Repeat the listing that follows, character for character, minus the pictures.

── Materials provided ──

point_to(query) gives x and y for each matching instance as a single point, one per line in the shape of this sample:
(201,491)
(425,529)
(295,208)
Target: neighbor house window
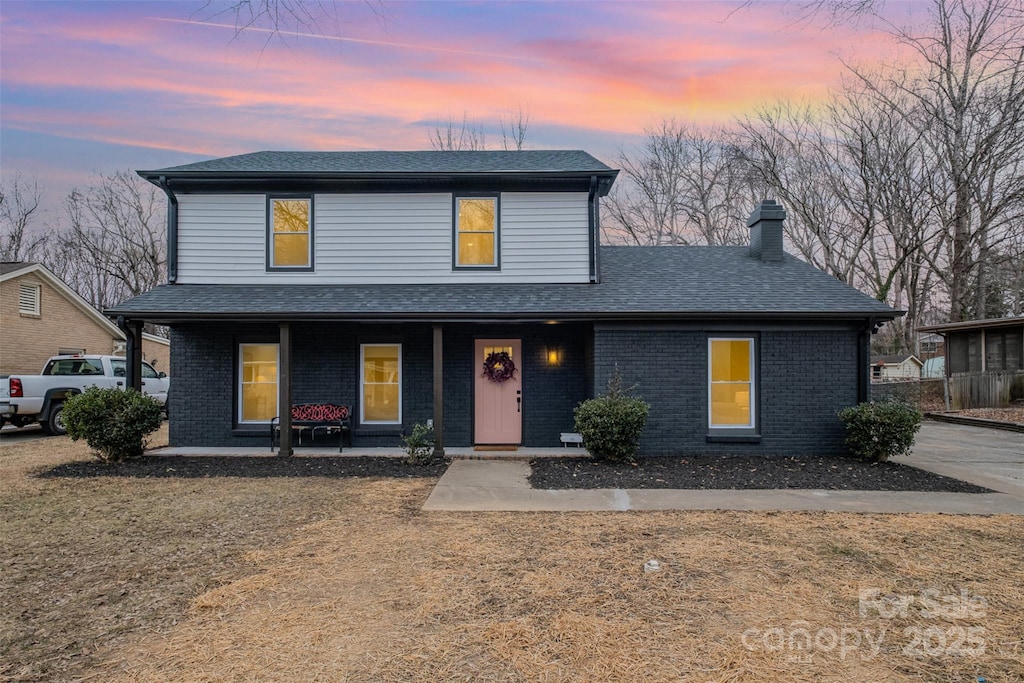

───

(Response to the task):
point_to(query) gives x and y for each matching instance as a single point, one per line in the shape of this sample:
(201,491)
(425,529)
(295,208)
Target: neighbor house window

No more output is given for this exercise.